--- BEGIN SELECTION ---
Step 1. Define the alternatives and criteria for assessment.

Step 2. The preference data on criteria are gathered from the DMs.

Step 3. Employ the Bayesian BWM in Section 3.1 to compute the criteria weights.

Step 4. Collect the linguistic ratings of alternatives concerning criteria from the DMs.

Step 5. Convert the linguistic ratings into IFNs.

Step 6. Apply the consensus model utilizing Equation (14), and obtain the group preference vector ($A_i^G(i=1,2,\dots ,m)$),

$$A_i^G=\left\{\begin{array}{c}<C_1,\left({\displaystyle \frac{1}{p}}\sum _{k=1}^p{\mu }_{C_1}^k,{\displaystyle \frac{1}{p}}\sum _{k=1}^p{\nu }_{C_1}^k\right)>,\\ <C_2,\left({\displaystyle \frac{1}{p}}\sum _{k=1}^p{\mu }_{C_2}^k,{\displaystyle \frac{1}{p}}\sum _{k=1}^p{\nu }_{C_2}^k\right)>,\dots ,<C_n,\left({\displaystyle \frac{1}{p}}\sum _{k=1}^p{\mu }_{C_n}^k,{\displaystyle \frac{1}{p}}\sum _{k=1}^p{\nu }_{C_n}^k\right)>\end{array}\right\},$$

(14)

where $A_i(i=1,2,...,m)$ for each alternative.

Step 7. Compute the similarity measures $S_i^k$ between $A_i^k(k=1,2,\dots ,p)$ and $A_i^G$ for each alternative, using Equation (15):

$$S(A,B)={\displaystyle \frac{1}{2}}\left[{\displaystyle \frac{1}{n}}{\sum }_{i=1}^n{\displaystyle \frac{2\left({\mu }_A\right(x_i\left){\mu }_B\right(x_i)+{\nu }_A(x_i\left){\nu }_B\right(x_i\left)\right)}{\left({\mu }_A^2\left(x_i\right)+{\nu }_A^2\left(x_i\right)\right)+\left({\mu }_B^2\left(x_i\right)+{\nu }_B^2\left(x_i\right)\right)}}+{\displaystyle \frac{1}{n}}{\sum }_{i=1}^n{\displaystyle \frac{{\mu }_A\left(x_i\right){\mu }_B\left(x_i\right)+{\nu }_A\left(x_i\right){\nu }_B\left(x_i\right)}{\sqrt{{\mu }_A^2\left(x_i\right)+{\nu }_A^2\left(x_i\right)}\sqrt{{\mu }_B^2\left(x_i\right)+{\nu }_B^2\left(x_i\right)}}}\right].$$

(15)

where A and B are two IFNs and S(A,B) represents the similarity measure between A and B.

Step 8. Calculate the deviations on the decisions of DMs, denoted as $D_i=(D_i^1,D_i^2,\dots ,D_i^p)$, for each alternative, utilizing Equation (16).
--- END SELECTION ---
--- BEGIN ROWS ---
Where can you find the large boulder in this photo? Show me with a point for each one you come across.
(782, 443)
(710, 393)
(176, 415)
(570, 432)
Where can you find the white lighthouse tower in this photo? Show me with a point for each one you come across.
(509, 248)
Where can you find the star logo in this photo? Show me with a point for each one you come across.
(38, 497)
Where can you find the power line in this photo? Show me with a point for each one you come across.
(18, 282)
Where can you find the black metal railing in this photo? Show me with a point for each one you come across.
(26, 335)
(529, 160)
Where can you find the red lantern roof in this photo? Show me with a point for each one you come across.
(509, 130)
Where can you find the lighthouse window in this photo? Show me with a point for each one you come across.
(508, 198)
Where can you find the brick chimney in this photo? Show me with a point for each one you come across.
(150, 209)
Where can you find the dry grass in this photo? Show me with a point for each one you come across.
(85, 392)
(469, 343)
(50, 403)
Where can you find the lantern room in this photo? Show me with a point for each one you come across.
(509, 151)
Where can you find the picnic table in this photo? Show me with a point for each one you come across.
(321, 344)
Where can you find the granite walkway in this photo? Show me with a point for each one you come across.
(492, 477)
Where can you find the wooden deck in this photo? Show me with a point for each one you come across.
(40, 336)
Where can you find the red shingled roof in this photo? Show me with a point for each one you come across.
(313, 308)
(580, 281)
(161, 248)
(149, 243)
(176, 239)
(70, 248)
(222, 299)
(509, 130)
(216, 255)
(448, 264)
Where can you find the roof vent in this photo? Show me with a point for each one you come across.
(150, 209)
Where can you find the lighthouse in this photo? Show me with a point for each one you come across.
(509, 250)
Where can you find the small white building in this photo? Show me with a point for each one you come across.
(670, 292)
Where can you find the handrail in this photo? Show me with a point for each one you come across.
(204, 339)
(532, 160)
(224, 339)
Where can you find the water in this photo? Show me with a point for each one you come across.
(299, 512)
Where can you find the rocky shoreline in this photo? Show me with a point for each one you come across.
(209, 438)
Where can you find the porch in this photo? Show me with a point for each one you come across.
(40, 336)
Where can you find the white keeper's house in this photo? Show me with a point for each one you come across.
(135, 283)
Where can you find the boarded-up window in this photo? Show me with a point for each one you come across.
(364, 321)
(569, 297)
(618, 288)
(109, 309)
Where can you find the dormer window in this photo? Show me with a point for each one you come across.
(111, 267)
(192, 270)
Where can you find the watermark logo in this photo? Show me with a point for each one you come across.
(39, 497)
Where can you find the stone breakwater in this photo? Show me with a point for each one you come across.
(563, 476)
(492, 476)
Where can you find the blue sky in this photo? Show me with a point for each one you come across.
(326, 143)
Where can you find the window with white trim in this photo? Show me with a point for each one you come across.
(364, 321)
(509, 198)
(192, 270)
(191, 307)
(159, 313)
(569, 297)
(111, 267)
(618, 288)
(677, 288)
--- END ROWS ---
WRITTEN INSTRUCTION A:
Answer these questions about the decision procedure, marking each answer with the same numeral as its question:
(i) What does Step 3 use to compute the criteria weights?
(ii) In Step 5, what are the linguistic ratings converted into?
(iii) Which equation does Step 7 use to compute the similarity measures?
WRITTEN INSTRUCTION B: Copy the listing from the line containing "Where can you find the lighthouse in" through the last line of the listing, keeping every line. Multiply each coordinate in the answers by 1.05 and round to whole numbers, rounding halves up.

WRITTEN ANSWER A:
(i) The Bayesian BWM in Section 3.1
(ii) IFNs
(iii) Equation (15)

WRITTEN ANSWER B:
Where can you find the lighthouse in this photo? Show me with a point for each one you come across.
(534, 263)
Where can you find the small white building in this photo? Show me with a point for each one you come across.
(704, 307)
Where can you find the handrail in this photo? Show me with a point for each one you come across.
(214, 356)
(559, 168)
(235, 356)
Where can you find the water in this photo? Show me with a point for each one you come across.
(314, 538)
Where can you find the rocky shoreline in this photo? Show me with a point for each one you come across.
(219, 460)
Where can you find the porch in this photo? Show me with a point for each one you come across.
(42, 353)
Where can you find the white keeper's house in this photo? Show me with a point for each one you come across.
(142, 297)
Where can you find the boarded-up window in this photo? Show me with a point for each one you come across.
(382, 337)
(597, 312)
(649, 302)
(114, 324)
Where can you find the dormer window in this photo? Show me with a point for each one you come across.
(117, 280)
(202, 284)
Where can you find the watermark logo in this photo? Show me with a point for each one you come across.
(41, 522)
Where can you find the stone breakwater in this photo? Show me with a point for each one you come across.
(591, 500)
(517, 500)
Where can you find the blue sky in this photo? Show me with a point for each one you come across.
(342, 150)
Where can you find the window with white trim in this photo? Show me with a point for each one you come across.
(382, 337)
(534, 208)
(202, 284)
(201, 322)
(167, 329)
(597, 312)
(117, 280)
(649, 302)
(711, 302)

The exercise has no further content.